Another step along the path from analog to digital thinking in archival access is to stop thinking about our collections as unique, even if they are one of a kind. What does this mean?
When all access to analog content was by way of the reading room, everything existed in an environment of scarcity, since a one-of-a-kind document, like this 1815 membership certificate from the Windham County Agricultural society could only be experienced in one place, and at limited times. This was scarcity of opportunity. Since most manuscript collections were never published in any form, this scarcity seemed a permanent condition. In fact, some repositories, perversely it seems to us now, prided themselves on the fact that people were forced to come to their reading rooms from all over the world to view their treasures.
Digitization changed all that. Repositories now pride themselves on how much of their collections are available 24 x 7, and in the number of places they are discoverable. Ubiquity has replaced scarcity as the coin of the realm so to speak. The original documents remain as unique as before, but their ability to be ubiquitous gives them as much value as their uniqueness. How does this change the way we think about value in what we do?
At UConn Library we are involved in a project to develop a systematic data architecture, although we don’t quite use that term, which is more of an IT term. According to Wikipedia, “In information technology, data architecture is composed of models, policies, rules or standards that govern which data is collected, and how it is stored, arranged, integrated, and put to use in data systems and in organizations.”

- **Goal of the exercise**
In the passage on digital archival access, what has replaced scarcity as the coin of the realm?

- **Raw records**
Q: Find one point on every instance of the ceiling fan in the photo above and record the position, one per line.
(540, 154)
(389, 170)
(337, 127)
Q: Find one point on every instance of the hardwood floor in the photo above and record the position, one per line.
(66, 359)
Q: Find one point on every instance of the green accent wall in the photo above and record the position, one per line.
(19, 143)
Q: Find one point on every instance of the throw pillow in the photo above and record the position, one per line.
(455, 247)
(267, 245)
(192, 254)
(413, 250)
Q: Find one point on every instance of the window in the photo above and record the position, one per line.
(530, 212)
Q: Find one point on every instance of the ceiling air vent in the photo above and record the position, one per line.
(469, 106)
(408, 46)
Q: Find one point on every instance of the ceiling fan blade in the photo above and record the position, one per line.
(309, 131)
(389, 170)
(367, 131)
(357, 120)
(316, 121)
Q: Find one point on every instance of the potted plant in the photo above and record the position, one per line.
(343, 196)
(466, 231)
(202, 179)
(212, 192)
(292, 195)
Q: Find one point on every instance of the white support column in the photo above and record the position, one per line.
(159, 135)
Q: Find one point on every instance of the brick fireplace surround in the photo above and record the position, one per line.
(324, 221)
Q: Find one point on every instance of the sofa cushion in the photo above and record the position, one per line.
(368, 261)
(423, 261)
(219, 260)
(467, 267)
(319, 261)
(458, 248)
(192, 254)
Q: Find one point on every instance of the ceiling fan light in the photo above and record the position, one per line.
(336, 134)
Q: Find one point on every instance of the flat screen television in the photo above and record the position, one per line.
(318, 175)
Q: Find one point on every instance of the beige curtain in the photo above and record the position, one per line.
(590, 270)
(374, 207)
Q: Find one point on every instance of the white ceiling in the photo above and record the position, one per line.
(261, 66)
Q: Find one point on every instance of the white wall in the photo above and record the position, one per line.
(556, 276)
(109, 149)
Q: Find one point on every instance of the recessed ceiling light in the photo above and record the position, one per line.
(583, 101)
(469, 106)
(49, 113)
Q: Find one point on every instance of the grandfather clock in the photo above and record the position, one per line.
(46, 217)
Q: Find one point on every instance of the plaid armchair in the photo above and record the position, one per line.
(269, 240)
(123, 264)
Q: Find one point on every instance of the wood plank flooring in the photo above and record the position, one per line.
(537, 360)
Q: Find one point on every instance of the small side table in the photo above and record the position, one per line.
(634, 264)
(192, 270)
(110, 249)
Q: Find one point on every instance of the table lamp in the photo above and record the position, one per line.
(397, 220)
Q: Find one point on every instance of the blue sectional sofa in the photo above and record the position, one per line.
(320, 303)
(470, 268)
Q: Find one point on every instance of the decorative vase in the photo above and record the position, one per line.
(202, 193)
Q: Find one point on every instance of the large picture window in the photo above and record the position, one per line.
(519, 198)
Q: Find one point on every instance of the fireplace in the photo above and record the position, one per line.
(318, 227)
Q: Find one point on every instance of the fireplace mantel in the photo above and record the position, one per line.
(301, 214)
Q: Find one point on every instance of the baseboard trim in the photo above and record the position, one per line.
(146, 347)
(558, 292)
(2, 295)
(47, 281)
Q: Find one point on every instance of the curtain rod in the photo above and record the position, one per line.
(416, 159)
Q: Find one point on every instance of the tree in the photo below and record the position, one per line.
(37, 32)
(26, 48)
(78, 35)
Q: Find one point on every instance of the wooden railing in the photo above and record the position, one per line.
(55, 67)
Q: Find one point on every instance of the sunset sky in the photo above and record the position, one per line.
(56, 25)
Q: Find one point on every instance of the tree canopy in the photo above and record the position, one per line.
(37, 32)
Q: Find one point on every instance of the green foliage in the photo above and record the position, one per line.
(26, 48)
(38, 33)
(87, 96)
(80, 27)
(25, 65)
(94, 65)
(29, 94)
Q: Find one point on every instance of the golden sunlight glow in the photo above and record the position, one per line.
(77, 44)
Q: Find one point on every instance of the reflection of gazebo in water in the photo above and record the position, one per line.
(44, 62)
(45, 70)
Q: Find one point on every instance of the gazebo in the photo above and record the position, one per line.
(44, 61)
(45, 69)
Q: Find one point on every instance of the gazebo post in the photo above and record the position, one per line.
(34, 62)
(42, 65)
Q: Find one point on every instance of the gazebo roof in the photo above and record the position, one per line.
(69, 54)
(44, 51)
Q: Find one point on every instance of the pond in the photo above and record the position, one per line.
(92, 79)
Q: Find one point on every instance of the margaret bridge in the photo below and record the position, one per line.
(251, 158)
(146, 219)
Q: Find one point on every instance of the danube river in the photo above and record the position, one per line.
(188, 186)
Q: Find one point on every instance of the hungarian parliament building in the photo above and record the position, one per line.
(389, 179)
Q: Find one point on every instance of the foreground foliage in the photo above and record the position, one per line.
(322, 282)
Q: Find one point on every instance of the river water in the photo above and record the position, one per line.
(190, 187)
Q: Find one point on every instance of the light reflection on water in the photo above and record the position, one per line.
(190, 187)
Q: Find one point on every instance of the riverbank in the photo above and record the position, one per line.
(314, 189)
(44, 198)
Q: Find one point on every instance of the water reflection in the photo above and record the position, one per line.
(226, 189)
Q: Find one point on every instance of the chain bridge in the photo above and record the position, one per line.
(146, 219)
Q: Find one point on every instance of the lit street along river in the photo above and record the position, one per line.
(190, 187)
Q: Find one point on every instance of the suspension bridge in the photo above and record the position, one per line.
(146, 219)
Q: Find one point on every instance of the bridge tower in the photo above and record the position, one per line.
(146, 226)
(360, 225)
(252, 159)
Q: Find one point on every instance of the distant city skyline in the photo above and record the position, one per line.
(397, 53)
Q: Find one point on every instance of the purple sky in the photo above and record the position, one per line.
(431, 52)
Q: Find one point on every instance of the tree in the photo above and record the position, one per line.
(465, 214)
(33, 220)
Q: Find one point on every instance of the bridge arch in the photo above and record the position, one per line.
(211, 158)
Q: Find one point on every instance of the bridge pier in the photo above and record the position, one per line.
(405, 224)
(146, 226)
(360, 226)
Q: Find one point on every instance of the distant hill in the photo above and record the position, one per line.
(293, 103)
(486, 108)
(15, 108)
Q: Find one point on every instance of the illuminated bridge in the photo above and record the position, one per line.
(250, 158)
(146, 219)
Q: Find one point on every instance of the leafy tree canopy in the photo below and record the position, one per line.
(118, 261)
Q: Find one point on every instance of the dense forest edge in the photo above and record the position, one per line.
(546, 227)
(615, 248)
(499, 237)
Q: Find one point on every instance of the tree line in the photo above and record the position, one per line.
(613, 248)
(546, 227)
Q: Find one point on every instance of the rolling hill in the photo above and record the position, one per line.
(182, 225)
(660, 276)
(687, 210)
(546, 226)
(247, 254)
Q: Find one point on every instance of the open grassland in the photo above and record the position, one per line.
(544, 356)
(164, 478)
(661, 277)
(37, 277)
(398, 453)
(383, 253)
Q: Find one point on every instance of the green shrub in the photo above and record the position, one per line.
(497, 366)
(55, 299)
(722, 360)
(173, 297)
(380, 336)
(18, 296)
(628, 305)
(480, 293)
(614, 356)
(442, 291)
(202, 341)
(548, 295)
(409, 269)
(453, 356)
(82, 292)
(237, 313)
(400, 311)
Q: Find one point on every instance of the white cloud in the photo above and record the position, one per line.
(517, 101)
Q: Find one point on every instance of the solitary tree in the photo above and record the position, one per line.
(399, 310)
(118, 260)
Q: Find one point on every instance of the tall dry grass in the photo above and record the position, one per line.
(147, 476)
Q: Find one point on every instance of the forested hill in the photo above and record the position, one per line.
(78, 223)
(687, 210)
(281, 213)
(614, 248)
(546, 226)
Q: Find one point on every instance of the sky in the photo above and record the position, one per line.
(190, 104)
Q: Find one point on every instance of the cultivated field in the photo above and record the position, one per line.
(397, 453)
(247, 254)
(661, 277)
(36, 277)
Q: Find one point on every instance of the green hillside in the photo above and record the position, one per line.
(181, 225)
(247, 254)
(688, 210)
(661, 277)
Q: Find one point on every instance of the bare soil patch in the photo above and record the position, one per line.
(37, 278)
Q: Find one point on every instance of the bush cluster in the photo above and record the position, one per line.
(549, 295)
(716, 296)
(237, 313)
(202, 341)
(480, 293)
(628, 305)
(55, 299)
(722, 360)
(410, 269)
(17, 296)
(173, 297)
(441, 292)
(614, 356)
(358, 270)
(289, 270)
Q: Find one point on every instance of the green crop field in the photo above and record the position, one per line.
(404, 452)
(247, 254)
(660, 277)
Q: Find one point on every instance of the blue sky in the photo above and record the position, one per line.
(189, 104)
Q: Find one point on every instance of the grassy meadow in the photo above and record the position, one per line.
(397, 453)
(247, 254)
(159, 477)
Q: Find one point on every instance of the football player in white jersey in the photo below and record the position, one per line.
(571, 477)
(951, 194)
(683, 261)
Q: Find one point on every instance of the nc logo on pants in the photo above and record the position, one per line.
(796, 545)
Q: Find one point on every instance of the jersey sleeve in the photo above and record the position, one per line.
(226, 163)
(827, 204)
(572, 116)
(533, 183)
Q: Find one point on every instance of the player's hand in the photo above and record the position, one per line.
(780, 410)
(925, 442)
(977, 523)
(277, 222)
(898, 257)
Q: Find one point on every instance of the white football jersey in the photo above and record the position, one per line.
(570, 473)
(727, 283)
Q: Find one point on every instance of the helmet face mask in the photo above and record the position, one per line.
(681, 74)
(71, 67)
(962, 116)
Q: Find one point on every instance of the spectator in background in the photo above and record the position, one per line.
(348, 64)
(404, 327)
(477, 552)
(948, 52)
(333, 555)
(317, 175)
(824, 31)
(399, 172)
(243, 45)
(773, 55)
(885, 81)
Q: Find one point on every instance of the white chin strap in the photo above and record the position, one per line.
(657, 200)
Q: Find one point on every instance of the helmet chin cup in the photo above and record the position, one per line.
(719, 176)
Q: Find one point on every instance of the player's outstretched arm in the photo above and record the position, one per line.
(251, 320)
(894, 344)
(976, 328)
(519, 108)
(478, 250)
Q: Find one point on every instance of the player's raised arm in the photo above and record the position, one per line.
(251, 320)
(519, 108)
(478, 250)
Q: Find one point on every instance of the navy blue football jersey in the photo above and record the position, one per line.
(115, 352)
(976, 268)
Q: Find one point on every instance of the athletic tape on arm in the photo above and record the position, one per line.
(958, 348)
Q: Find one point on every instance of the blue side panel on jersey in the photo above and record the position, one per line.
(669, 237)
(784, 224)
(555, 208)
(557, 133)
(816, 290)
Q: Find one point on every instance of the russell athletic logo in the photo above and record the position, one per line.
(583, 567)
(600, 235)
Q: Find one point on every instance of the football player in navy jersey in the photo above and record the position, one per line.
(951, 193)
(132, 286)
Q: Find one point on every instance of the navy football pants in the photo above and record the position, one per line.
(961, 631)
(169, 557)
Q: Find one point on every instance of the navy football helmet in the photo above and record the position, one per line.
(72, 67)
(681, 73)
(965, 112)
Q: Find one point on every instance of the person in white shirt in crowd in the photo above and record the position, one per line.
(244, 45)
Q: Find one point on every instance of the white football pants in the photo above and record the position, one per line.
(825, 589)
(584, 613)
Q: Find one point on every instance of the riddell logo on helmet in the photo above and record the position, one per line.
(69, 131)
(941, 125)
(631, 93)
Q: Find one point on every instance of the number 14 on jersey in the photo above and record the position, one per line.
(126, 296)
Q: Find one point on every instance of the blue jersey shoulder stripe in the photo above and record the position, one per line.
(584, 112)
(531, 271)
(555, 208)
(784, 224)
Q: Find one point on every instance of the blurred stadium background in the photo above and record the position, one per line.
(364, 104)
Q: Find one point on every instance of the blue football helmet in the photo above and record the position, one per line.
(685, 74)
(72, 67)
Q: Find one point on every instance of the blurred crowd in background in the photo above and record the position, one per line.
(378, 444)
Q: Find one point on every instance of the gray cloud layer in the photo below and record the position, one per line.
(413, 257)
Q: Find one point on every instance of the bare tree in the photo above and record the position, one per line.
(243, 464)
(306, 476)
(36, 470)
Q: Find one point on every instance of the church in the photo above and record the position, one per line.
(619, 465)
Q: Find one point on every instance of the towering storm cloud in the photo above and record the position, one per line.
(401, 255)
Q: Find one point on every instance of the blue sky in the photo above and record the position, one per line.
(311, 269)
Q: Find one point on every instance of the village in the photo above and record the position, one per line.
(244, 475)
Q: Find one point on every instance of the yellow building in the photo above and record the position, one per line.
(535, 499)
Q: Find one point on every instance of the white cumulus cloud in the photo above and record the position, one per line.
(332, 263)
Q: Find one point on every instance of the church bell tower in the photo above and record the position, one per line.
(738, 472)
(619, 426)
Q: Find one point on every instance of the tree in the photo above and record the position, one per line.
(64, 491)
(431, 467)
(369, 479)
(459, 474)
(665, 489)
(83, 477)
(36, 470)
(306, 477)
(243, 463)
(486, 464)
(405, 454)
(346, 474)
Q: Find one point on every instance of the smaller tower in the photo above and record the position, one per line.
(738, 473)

- **Final result**
Ubiquity.